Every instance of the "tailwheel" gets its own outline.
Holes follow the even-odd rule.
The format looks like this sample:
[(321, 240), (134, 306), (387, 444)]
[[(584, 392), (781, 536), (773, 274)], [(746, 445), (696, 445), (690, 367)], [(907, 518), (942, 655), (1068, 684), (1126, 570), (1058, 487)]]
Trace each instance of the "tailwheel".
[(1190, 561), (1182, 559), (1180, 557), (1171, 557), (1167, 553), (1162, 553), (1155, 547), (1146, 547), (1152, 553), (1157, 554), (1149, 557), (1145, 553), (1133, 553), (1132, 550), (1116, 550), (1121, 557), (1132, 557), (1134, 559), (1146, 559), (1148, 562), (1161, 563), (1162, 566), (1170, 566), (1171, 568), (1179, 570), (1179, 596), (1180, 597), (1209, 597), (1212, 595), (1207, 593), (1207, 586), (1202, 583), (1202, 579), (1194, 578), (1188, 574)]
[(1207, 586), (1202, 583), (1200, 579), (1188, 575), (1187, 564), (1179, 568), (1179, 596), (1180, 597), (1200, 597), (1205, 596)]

▶ Work instructions
Substitute "template" for "sample" in the entries from the very first line up to and including the line with "Trace each instance", and give those lines again with nothing else changed.

▶ Output of the task
Every instance of the "tailwheel" gets its own outline.
Holes follow the even-odd rule.
The format looks like this template:
[(321, 240), (134, 306), (387, 444)]
[[(584, 392), (781, 536), (773, 274)], [(746, 445), (696, 445), (690, 367)], [(907, 518), (942, 655), (1068, 684), (1126, 570), (1058, 487)]]
Trace each instance of the "tailwheel".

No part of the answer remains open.